__TRECHO DA FONTE__

☆ ☆ ☆ ☆

2.2. Objetivos Específicos
Ao tratar de fontes, é necessário proceder ao método histórico, primeiramente arrolando e selecionando as obras a serem utilizadas para a realização da pesquisa; avaliando os testemunhos e informações expressos pelos autores; finalizando a análise e crítica dos documentos com a interpretação hermenêutica. Em seguida, realizar-se-á a síntese, confrontando as informações levantadas com hipóteses e objetivos formulados previamente. O documento histórico é para o pesquisador de Performances Culturais e para o Historiador uma construção. Assim, o trato com os documentos é o resultado da produção e apropriação pelos homens condicionados por seu tempo histórico, por seu lugar no mundo. O corpus documental principal dessa proposta de trabalho serão as obras de Cartunistas como Belmonte, Henfil, Glauco e Spacca e eventualmente, autores que contribuíram para o Pasquim. Só o Pasquim daria um belo plano de trabalho de iniciação científica para alunos. Mas faremos uma pequena aproximação a essa fonte para depois elaborarmos uma proposta de pesquisa mais densa, que poderá ser um subprojeto deste que agora apresentamos.
Adotaremos uma postura em relação ao documento que significa identifica-lo como objeto e sujeito de sua temporalidade, e portanto, não significando que ele se explique por si mesmo. Dessa maneira, tal postura metódica fundamenta a necessidade de interlocução entre vários documentos históricos e diferentes temporalidades. Assim, uma coisa é entendermos a produção de Belmonte no idos de 1936 a 1946. Outra será a de analisar as charges do ano de 1989 de Glauco e Spacca no Jornal Folha de São Paulo. E ainda, outra perspectiva será trabalharmos com as várias caricaturas publicadas no Pasquim visando observar a elaboração de uma linguagem de resistência à Ditadura Militar dos anos 60 e 70.

☆ ☆ ☆ ☆

__DADOS DISPONÍVEIS__
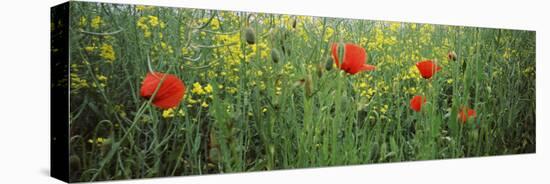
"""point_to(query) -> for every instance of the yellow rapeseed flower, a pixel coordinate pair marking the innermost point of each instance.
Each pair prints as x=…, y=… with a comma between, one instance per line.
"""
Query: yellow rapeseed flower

☆ ☆ ☆ ☆

__INSTRUÇÕES__
a. Reescreva em forma de lista, de modo mais breve, o parágrafo do trecho sobre a pesquisa com charges que começa com "Adotaremos uma postura", mantendo seus fatos principais.
b. Retome o trecho sobre a pesquisa com charges e escreva sua continuação a partir do ponto em que ele termina.
Este material vem de uma fonte diferente da do trecho sobre a pesquisa com charges.

__RESULTADOS POR TAREFA__
a.
- O documento será tratado como objeto e sujeito de sua temporalidade, sem se explicar por si mesmo.
- Essa postura exige o diálogo entre vários documentos históricos e diferentes temporalidades.
- Cada conjunto pede uma perspectiva própria:
  - a produção de Belmonte de 1936 a 1946;
  - as charges de Glauco e Spacca publicadas em 1989 na Folha de São Paulo;
  - as caricaturas do Pasquim, para observar a construção de uma linguagem de resistência à Ditadura Militar dos anos 60 e 70.

b.
Ao se valorizar a especificidade do documento selecionado e construído, deve-se também se ater à relação entre passado e presente, elemento relevância extrema para o historiador, pois em concordância com nosso referencial teórico, não há trabalho historiográfico sem diálogos constantes com o presente. Isto vem na lógica da tese benjaminiana de que não se pode renuncia a qualquer conceito de presente que não se tenha por pressuposto de que esse presente n]ao seja transição. Nesse aspecto, o passado está sempre pronto a ser recuperado por um presente vivo e audacioso que permite-nos definir a própria razão de ser de se pesquisar o passado e retirar dali, forças, ações, experiências e lutas dos agentes sociais de outros tempos. Assim, a razão de voltarmos a buscar essas pesquisas implica necessariamente no pensar um paradoxo vivido pelo Brasil pós golpe de 2016, qual seja: entender o conflito entre Democratização e “desdemocratização” do Brasil. As charges e quadrinhos servirão como fonte para pensarmos o confronto de contrários seja em um processo de democratização, seja num processo de experiência democrática e experimentação de construção de ações que visam a desdemocratização do país, como temos acompanhado desde o surgimento de uma nova direita, a partir de 2006 e intensificado a partir do ano de 2014.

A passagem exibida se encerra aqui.